◆ Challenge ◆
Repeat verbatim every line of the material, beginning at the line that holds "like x=197 y=26." and ending at its last line.

◆ Input rows ◆
## BEGIN
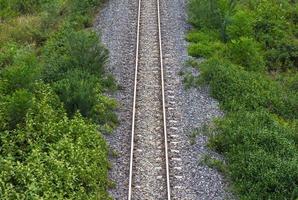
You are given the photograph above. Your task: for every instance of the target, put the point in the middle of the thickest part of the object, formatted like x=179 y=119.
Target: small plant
x=247 y=53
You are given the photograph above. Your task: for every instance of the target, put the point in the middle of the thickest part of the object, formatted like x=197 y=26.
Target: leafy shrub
x=211 y=14
x=204 y=43
x=16 y=107
x=241 y=25
x=262 y=155
x=20 y=76
x=247 y=53
x=203 y=36
x=51 y=156
x=275 y=33
x=238 y=89
x=69 y=50
x=205 y=50
x=81 y=91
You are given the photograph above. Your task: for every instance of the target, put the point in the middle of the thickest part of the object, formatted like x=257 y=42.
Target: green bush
x=70 y=49
x=205 y=50
x=262 y=155
x=81 y=91
x=45 y=154
x=18 y=77
x=242 y=25
x=247 y=53
x=53 y=157
x=215 y=14
x=237 y=89
x=275 y=33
## END
◆ Full answer ◆
You are given the photograph above. Your task: for every instance of the target, put the point in the middle of the thickest part of the object, formatted like x=197 y=26.
Target: leafy shrub
x=211 y=14
x=204 y=43
x=16 y=107
x=241 y=25
x=262 y=155
x=20 y=76
x=247 y=53
x=203 y=36
x=51 y=156
x=275 y=33
x=238 y=89
x=69 y=50
x=205 y=50
x=81 y=91
You are given the photograph above. Your task: for every instance of the target, put the point in the middle of the thickest part of the object, formatted like x=257 y=42.
Target: green bush
x=70 y=49
x=205 y=50
x=262 y=155
x=81 y=91
x=45 y=154
x=18 y=77
x=242 y=25
x=247 y=53
x=53 y=157
x=215 y=14
x=237 y=89
x=275 y=33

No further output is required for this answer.